"""

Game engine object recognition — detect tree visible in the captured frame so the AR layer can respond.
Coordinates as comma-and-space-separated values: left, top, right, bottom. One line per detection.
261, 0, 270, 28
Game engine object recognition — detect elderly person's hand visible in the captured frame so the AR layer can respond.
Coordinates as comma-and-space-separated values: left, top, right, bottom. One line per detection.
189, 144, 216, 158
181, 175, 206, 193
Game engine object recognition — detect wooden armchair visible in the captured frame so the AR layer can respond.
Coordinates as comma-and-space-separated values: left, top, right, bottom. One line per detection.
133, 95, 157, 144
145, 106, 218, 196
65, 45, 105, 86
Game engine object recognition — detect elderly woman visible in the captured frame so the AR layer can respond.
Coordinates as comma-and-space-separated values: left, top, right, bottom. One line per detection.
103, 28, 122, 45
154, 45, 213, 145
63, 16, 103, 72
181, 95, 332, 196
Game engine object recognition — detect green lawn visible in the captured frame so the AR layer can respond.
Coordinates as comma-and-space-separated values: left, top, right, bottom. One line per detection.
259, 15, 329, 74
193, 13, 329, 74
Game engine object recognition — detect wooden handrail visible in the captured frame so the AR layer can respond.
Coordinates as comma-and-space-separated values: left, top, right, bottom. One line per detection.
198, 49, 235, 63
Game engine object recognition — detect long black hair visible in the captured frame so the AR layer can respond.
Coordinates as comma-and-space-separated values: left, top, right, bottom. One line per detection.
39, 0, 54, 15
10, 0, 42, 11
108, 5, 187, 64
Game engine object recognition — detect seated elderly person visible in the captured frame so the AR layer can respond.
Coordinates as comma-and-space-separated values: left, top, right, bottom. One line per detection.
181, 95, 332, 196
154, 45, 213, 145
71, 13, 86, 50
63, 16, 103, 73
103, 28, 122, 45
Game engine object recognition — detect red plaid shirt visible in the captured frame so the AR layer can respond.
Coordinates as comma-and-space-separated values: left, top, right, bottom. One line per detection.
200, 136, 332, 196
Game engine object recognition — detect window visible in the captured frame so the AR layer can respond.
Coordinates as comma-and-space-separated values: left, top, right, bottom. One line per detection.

"""

● TASK DETAILS:
Working through the records, find each line containing the word "wooden" and copy it.

● YOUR SOLUTION:
Game engine object recognition — detect wooden armchair visible in the captured frame so the AR layer can respond.
Game engine object recognition — detect wooden handrail visible in the captured frame so the AR layer can respond.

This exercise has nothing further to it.